* _RECORDS FOR THE TASK_
Content starts

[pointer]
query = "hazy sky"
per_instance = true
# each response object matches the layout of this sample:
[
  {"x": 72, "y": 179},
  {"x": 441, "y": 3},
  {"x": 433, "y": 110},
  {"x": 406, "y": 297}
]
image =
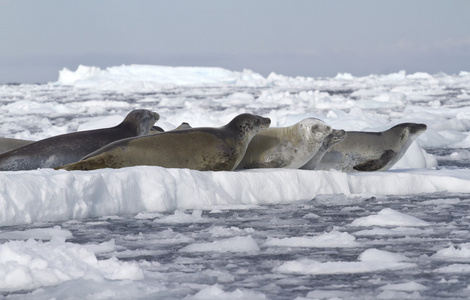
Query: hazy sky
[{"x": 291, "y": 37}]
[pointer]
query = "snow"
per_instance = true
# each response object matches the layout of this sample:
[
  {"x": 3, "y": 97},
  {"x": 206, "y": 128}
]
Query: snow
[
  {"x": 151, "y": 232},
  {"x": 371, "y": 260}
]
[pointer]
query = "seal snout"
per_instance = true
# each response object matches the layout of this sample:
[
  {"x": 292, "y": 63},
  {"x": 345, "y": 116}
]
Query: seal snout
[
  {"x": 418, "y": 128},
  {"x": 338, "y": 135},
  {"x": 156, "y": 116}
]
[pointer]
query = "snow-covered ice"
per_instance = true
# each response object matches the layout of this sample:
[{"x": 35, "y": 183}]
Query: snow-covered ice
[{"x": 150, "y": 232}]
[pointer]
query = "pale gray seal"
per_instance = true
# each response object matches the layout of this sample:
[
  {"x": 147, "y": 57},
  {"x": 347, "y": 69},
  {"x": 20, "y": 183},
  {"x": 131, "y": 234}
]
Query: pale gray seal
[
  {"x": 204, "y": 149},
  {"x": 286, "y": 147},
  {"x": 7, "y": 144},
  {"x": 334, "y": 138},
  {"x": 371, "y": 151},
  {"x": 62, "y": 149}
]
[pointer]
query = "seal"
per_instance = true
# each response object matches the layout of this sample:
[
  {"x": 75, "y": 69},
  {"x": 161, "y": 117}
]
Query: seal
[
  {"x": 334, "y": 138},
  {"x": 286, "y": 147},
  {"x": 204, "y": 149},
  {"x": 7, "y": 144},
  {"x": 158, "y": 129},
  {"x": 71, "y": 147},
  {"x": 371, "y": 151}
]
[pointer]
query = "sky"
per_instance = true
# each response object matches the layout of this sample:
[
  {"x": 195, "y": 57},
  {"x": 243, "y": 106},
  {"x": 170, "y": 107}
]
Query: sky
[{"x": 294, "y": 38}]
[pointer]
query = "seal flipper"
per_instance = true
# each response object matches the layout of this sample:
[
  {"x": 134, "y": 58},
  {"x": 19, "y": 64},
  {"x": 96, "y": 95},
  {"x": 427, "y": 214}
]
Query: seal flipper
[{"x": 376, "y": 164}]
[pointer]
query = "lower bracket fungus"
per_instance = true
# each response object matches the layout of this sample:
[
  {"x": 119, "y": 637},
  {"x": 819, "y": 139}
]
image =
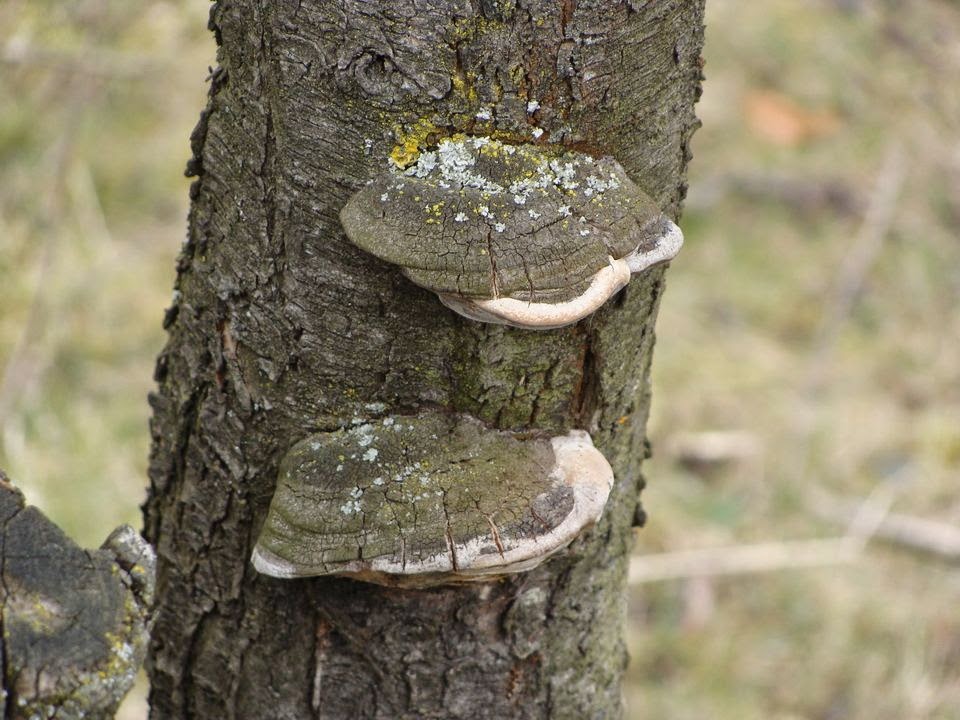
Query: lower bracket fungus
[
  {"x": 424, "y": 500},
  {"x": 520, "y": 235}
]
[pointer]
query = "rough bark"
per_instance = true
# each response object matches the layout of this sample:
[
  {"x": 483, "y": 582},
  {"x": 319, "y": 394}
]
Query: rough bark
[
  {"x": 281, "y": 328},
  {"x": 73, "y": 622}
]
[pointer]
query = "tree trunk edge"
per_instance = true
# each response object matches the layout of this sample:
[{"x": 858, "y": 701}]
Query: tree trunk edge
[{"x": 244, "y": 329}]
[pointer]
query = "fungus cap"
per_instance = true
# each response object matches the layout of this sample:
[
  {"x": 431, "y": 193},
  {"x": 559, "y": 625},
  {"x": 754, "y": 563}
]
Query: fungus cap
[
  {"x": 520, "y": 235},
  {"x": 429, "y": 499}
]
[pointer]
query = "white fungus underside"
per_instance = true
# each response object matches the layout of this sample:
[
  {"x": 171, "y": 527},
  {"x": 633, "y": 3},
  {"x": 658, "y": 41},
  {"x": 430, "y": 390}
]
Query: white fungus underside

Content ends
Content starts

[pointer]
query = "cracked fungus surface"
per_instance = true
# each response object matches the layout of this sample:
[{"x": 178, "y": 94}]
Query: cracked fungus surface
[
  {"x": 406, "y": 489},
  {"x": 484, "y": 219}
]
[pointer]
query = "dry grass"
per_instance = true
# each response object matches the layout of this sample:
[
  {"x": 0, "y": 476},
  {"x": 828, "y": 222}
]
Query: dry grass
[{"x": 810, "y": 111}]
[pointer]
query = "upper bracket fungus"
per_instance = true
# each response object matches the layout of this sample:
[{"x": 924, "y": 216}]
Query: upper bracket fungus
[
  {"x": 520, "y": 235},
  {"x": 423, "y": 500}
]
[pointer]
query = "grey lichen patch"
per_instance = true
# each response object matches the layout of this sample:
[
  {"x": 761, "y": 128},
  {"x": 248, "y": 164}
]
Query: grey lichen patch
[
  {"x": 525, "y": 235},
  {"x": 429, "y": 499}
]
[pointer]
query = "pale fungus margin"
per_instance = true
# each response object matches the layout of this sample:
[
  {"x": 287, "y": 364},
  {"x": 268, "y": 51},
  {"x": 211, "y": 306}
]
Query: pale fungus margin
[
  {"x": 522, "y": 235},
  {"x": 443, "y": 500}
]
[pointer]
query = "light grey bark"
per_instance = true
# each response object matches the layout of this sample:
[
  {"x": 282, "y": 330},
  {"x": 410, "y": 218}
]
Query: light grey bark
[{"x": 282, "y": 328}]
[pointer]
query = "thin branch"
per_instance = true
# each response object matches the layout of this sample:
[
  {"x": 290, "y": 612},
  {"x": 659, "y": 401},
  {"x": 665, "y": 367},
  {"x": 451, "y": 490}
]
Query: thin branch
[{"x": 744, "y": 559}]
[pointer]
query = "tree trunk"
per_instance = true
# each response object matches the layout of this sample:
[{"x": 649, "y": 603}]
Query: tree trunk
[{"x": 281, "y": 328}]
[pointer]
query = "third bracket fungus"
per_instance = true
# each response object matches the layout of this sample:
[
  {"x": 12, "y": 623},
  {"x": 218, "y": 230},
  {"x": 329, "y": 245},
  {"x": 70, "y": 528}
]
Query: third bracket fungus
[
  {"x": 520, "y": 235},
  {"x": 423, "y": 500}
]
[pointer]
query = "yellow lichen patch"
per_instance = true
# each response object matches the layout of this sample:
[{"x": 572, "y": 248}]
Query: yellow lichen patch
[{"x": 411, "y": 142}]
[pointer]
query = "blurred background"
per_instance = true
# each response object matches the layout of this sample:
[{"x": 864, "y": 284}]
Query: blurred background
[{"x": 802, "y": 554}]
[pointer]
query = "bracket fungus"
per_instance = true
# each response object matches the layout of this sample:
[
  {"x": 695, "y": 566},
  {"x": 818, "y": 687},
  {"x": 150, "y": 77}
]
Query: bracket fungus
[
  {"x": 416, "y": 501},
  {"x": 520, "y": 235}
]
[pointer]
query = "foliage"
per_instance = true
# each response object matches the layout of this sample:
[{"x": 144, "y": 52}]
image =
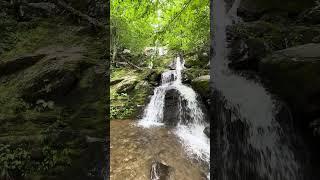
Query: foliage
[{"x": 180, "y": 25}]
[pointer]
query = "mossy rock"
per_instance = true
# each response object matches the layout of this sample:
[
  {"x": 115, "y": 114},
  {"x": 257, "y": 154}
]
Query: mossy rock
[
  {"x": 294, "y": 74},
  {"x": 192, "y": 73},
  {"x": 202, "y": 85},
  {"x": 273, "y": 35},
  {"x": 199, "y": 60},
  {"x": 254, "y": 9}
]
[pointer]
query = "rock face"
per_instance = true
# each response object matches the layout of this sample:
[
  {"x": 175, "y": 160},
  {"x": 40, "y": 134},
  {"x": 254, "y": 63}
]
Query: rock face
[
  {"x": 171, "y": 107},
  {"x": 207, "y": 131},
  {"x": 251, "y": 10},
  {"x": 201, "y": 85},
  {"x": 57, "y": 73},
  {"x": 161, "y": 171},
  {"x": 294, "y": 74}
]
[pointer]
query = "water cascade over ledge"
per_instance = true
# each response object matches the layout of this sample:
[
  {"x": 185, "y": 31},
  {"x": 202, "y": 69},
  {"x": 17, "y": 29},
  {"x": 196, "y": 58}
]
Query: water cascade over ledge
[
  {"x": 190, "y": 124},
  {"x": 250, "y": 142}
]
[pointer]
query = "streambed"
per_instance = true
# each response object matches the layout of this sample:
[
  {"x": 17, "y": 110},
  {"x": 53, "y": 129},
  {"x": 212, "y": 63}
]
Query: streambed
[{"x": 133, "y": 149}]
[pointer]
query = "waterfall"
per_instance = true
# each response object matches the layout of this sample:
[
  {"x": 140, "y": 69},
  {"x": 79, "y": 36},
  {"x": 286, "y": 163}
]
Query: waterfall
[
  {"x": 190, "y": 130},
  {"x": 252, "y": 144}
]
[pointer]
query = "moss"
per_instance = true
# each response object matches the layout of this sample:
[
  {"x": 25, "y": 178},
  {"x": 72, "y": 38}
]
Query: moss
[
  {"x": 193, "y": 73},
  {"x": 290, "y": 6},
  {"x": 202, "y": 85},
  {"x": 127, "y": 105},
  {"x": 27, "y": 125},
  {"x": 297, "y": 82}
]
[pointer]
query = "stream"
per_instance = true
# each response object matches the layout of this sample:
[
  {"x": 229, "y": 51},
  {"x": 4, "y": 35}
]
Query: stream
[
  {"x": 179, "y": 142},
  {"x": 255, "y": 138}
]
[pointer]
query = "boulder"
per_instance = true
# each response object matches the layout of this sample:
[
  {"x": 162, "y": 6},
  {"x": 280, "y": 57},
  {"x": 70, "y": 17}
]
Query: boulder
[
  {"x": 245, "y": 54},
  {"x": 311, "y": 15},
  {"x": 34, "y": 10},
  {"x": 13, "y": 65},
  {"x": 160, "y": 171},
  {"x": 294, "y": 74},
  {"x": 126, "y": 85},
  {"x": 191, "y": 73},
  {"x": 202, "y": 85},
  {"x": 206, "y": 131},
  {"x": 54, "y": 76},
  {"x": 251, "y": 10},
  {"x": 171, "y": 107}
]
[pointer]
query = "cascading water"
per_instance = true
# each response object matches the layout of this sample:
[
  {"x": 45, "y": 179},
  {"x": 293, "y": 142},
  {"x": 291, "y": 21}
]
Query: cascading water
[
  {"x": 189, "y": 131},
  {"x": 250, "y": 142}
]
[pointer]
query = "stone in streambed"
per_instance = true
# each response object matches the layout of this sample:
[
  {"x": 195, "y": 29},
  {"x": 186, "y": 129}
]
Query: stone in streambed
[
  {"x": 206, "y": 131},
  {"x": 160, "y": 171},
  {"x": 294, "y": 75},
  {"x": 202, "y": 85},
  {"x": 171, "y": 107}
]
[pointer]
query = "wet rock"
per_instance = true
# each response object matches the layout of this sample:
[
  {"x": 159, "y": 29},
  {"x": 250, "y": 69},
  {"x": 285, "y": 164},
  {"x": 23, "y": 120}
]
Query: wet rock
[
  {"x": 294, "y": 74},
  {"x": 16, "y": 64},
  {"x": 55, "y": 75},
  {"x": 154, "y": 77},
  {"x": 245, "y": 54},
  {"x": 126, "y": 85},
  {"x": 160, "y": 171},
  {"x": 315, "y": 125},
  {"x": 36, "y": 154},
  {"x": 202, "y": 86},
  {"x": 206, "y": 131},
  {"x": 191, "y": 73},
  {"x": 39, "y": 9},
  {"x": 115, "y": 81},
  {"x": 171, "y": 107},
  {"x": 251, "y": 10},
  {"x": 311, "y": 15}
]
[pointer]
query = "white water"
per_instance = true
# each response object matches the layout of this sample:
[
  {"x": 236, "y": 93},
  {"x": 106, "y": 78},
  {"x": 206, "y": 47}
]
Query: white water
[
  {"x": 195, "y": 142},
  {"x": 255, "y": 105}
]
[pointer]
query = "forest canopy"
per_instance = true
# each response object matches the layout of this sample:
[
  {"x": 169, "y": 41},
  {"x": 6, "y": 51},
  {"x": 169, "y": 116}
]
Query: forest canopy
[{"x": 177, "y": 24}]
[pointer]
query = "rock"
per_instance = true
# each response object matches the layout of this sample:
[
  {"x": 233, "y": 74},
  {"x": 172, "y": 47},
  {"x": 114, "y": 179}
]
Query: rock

Content ends

* _EXERCISE_
Pull out all lines in the data above that include "underside".

* _WRITTEN REPLY_
query = "white fungus underside"
Query: white fungus underside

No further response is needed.